THE TASK: Every record below should be copied exactly, with the pictures left out.

SUPPLIED DATA:
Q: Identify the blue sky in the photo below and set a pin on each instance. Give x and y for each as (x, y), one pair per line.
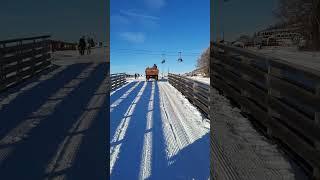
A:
(63, 19)
(142, 30)
(235, 17)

EXERCISE ANSWER:
Q: Identify the blue sky in the photo below and set a pin on each instance. Give x and y for each as (x, y), one pair per line.
A:
(63, 19)
(142, 30)
(235, 17)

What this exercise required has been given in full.